Stored data:
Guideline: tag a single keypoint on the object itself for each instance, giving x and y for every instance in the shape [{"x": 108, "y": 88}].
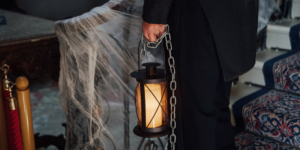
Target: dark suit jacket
[{"x": 233, "y": 24}]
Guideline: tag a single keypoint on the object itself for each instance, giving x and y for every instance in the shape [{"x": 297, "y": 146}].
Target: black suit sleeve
[{"x": 156, "y": 11}]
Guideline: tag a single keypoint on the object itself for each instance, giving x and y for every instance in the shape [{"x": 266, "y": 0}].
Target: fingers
[
  {"x": 152, "y": 37},
  {"x": 161, "y": 30}
]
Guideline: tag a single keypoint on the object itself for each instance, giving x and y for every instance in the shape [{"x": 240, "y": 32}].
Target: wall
[{"x": 58, "y": 9}]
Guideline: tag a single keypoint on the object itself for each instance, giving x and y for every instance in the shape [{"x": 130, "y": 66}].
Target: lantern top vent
[{"x": 151, "y": 74}]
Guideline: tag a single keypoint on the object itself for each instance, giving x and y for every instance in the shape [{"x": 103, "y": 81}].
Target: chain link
[{"x": 173, "y": 86}]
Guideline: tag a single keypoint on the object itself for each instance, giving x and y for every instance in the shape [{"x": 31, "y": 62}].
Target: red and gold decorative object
[{"x": 12, "y": 117}]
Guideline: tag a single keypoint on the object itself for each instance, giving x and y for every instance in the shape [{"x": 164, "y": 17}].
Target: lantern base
[{"x": 152, "y": 132}]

▶ [To do] Rewrite every line of the items above as a Markdown table with the columns Row and Line, numbering the rows and skipping blank lines. Leave the pictures out of the table.

▶ [Exercise output]
| Row | Line |
|---|---|
| 1 | Guideline: tag a single keypoint on the object itself for each instance, giving x and y for every instance in the shape [{"x": 108, "y": 88}]. |
| 2 | Target: dark suit jacket |
| 3 | [{"x": 233, "y": 24}] |
| 4 | Guideline: tag a single keypoint on the object itself for each instance, giving x and y for every instance in the shape [{"x": 297, "y": 146}]. |
| 5 | Target: black suit sleeve |
| 6 | [{"x": 156, "y": 11}] |
| 7 | Guideline: tag a single keypoint on the object itself for each instance, giving x and y for every instance in the shape [{"x": 266, "y": 0}]. |
| 8 | Target: fingers |
| 9 | [ |
| 10 |   {"x": 152, "y": 37}, |
| 11 |   {"x": 161, "y": 30} |
| 12 | ] |
| 13 | Guideline: tag a single keypoint on the object itself for each instance, giving x and y for every instance in the shape [{"x": 240, "y": 32}]. |
| 14 | Target: wall |
| 15 | [{"x": 58, "y": 9}] |
| 16 | Guideline: tag a single keypoint on the object itself for each instance, giving x and y for every instance in the shape [{"x": 130, "y": 66}]. |
| 17 | Target: lantern top vent |
| 18 | [{"x": 151, "y": 74}] |
| 19 | Guideline: tag a single keypoint on the object itself for each instance, giving x and y for every instance in the shape [{"x": 103, "y": 81}]. |
| 20 | Target: chain link |
| 21 | [{"x": 173, "y": 86}] |
| 22 | Guideline: tag a single keypoint on the object itself for each instance, giving x and y for every instance in the shape [{"x": 31, "y": 62}]. |
| 23 | Target: red and gold decorative object |
| 24 | [{"x": 12, "y": 117}] |
| 25 | Guideline: tag a single keypoint on the object itself for each instance, giving x and y for every instance in the shape [{"x": 164, "y": 17}]. |
| 26 | Target: lantern base |
| 27 | [{"x": 152, "y": 132}] |